### TASK DETAILS
Note each line of the entries that includes "wall". Then copy those lines.

(Image-grounded pointing data)
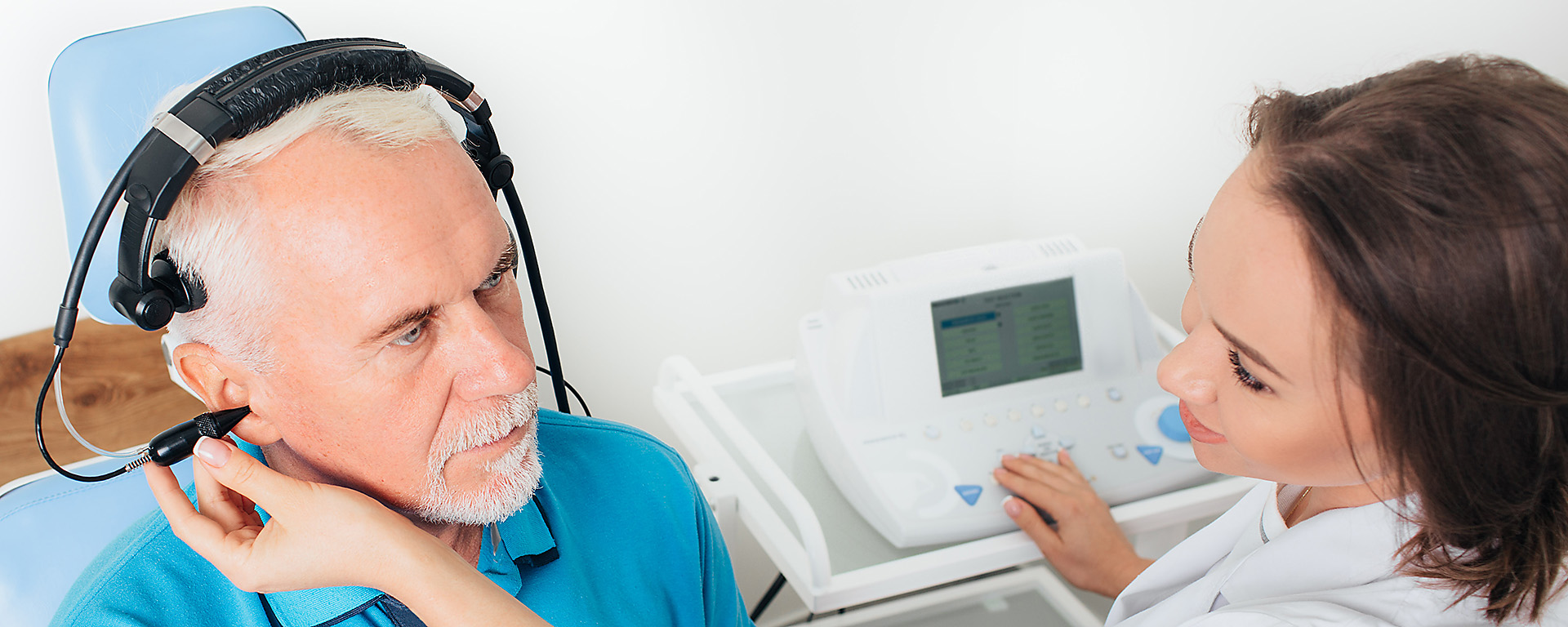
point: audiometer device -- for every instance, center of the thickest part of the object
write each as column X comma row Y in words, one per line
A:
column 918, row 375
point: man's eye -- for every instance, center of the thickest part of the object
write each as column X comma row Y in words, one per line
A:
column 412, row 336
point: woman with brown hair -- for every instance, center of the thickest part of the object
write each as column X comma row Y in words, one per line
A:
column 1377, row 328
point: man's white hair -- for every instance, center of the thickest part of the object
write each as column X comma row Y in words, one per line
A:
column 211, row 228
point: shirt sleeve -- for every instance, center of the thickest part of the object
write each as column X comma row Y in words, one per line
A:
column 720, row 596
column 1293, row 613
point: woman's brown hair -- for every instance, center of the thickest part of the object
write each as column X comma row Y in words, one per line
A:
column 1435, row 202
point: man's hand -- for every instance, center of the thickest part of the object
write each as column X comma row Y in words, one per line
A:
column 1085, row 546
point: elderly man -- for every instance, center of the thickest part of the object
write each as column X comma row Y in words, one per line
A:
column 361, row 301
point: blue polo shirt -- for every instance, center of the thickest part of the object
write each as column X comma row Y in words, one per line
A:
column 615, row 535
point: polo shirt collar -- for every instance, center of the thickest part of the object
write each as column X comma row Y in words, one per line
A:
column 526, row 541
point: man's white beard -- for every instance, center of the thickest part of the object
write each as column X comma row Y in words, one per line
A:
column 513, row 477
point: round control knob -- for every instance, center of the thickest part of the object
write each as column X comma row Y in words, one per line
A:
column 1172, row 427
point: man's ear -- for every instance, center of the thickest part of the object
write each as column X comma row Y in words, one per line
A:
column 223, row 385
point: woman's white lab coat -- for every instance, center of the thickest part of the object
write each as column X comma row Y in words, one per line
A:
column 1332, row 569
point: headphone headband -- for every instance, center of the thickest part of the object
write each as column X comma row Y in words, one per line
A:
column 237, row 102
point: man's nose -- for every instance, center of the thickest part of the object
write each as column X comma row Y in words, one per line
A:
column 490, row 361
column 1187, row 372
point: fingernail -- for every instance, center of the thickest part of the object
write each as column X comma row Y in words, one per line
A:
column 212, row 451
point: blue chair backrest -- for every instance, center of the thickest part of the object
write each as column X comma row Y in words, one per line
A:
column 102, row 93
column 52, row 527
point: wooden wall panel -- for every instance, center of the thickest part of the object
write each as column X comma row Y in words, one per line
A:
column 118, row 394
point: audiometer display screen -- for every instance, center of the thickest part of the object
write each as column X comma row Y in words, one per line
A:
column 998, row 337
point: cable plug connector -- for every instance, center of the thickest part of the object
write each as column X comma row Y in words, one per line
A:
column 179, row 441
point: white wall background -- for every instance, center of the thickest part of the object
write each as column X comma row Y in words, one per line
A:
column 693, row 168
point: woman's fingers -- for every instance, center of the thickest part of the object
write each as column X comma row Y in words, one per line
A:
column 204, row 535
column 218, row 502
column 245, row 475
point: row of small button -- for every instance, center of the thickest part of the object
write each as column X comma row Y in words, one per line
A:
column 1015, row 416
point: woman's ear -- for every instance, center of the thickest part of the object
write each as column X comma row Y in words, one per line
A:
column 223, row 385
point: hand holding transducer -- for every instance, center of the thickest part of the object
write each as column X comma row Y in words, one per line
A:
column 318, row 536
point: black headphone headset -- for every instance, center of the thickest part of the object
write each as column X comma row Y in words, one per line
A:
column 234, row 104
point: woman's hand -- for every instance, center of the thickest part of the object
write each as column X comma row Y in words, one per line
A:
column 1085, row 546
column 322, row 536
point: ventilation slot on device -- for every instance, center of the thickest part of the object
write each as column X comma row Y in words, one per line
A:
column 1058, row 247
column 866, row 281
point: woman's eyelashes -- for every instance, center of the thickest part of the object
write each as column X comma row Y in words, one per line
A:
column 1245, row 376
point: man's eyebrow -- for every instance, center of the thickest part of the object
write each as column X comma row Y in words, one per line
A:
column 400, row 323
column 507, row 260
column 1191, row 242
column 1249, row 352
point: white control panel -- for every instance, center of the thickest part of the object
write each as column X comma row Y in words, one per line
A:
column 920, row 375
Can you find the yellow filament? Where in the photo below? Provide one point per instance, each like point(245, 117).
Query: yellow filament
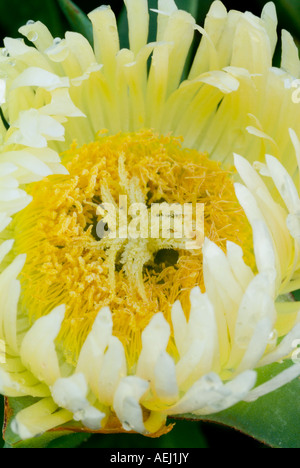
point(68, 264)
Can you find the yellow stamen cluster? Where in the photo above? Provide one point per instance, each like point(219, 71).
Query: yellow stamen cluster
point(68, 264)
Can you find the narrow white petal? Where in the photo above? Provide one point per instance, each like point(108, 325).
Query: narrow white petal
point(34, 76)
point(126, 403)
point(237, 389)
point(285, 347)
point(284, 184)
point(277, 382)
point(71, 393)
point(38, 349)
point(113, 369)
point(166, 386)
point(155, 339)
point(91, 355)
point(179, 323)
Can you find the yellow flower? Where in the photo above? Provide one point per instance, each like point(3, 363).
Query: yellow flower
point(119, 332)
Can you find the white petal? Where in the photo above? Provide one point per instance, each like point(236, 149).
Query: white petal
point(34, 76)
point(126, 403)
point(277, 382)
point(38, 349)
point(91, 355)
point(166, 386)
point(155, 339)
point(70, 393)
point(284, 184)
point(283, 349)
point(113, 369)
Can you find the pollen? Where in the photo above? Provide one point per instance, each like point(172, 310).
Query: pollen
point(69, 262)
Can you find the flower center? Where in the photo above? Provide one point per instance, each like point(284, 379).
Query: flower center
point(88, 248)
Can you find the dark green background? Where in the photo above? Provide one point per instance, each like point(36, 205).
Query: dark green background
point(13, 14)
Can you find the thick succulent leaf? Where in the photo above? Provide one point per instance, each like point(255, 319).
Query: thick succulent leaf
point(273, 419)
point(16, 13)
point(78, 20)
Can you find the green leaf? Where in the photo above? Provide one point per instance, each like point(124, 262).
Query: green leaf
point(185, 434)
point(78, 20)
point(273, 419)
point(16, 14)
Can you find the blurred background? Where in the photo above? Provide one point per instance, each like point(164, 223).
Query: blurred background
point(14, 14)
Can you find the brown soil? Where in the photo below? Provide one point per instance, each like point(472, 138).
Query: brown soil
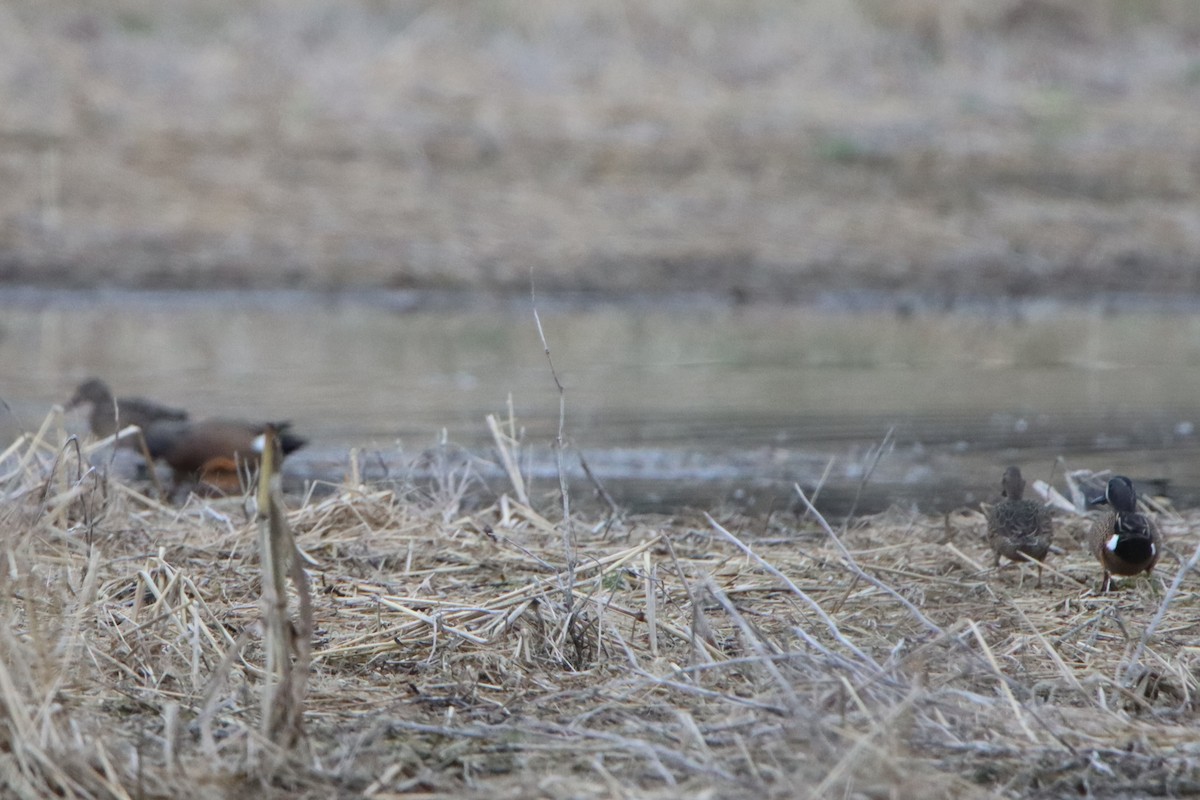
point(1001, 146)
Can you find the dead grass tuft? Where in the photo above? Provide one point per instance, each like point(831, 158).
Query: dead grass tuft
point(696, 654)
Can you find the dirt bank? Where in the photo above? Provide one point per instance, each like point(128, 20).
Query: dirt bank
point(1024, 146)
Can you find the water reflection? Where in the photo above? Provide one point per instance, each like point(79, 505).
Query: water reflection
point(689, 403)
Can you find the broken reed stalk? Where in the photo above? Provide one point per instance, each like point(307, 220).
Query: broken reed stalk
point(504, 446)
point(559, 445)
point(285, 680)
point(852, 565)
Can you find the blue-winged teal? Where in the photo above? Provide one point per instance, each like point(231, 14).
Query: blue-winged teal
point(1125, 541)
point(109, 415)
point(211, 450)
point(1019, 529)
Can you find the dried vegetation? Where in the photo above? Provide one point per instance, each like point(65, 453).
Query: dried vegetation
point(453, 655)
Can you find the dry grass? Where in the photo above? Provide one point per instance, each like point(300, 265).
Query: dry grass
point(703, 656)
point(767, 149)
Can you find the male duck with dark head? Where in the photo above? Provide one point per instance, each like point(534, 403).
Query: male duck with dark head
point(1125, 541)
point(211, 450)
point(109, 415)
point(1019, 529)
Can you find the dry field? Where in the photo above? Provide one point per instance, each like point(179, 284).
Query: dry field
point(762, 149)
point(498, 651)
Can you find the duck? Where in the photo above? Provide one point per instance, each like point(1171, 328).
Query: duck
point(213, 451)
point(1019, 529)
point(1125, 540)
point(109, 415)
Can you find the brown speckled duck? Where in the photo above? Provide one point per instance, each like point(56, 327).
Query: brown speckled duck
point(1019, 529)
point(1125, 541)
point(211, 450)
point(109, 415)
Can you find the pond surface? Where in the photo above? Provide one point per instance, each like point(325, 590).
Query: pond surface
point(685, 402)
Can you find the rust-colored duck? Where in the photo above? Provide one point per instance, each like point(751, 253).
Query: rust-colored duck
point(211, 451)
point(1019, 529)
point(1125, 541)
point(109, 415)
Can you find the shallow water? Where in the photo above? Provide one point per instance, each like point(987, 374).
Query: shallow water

### RESULT OF THIS TASK
point: wooden wall panel -- for every instance, center of the thickest part of the object
point: white wall background -- for every instance, center of the thickest part of the object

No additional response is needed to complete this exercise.